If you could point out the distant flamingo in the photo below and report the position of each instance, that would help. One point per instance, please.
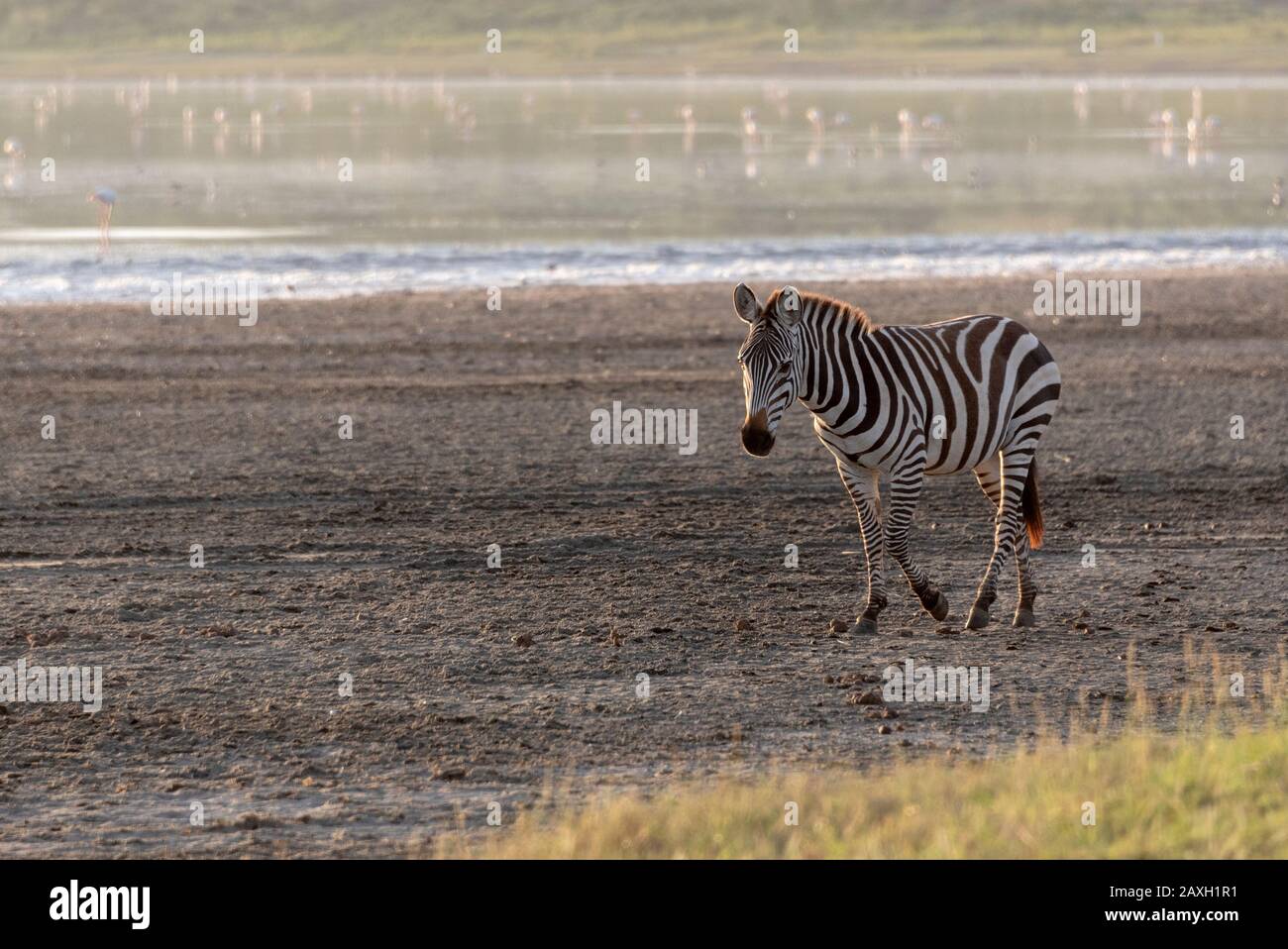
(106, 198)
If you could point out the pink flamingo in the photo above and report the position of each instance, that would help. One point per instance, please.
(106, 200)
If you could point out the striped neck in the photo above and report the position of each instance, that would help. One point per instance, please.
(825, 326)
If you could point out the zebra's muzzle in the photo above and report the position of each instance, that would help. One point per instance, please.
(756, 438)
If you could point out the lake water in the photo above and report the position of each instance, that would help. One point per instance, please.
(490, 183)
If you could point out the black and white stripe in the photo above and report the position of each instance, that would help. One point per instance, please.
(974, 393)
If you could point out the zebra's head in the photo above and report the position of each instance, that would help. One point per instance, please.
(769, 368)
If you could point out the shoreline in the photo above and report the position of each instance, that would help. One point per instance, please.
(403, 297)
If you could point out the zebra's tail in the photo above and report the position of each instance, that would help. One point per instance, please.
(1031, 506)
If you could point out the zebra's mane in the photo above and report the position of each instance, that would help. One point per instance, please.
(823, 303)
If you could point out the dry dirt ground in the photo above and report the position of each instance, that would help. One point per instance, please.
(366, 558)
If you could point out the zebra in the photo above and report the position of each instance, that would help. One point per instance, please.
(974, 393)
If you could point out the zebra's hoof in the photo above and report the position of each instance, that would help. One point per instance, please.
(864, 627)
(939, 610)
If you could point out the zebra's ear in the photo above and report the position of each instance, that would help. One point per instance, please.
(789, 308)
(746, 303)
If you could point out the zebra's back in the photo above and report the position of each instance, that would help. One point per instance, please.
(967, 386)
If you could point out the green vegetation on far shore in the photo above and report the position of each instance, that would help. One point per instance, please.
(894, 38)
(1207, 795)
(1214, 783)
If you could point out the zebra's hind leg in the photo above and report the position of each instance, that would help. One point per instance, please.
(1016, 467)
(906, 486)
(990, 476)
(862, 485)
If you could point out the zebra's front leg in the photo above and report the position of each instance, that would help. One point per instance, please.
(990, 475)
(862, 485)
(1006, 525)
(906, 485)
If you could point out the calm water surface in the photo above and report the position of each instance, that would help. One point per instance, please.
(502, 183)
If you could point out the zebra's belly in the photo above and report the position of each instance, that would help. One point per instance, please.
(867, 450)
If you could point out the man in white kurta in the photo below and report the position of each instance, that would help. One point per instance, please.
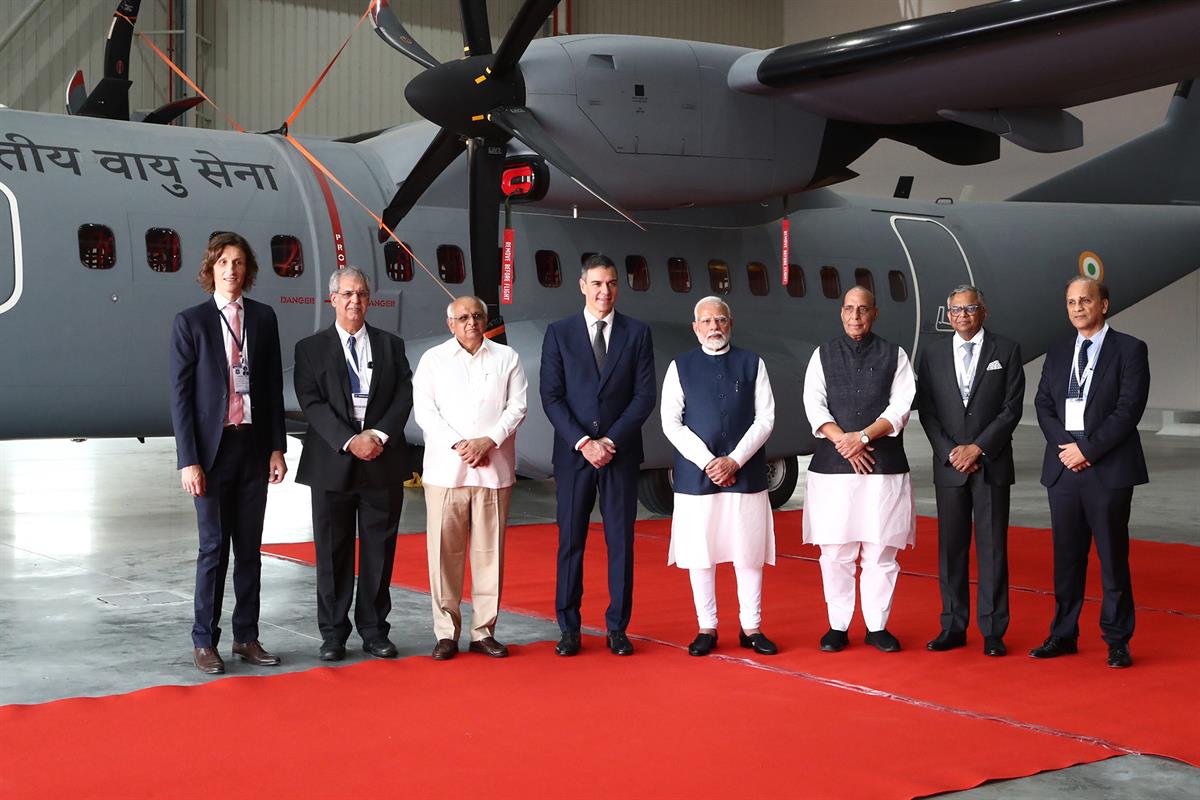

========================

● Given problem: Select every line of the listing above that contains the word "water", treating uppercase and lowercase as distinct.

● Completed task:
If you could point out the lake water in the photo above and report the position of each instance, that would help. One point per instance, please.
If you could point out the calm water surface in the photo above and report the position of each instance, that would help. One point per instance, please.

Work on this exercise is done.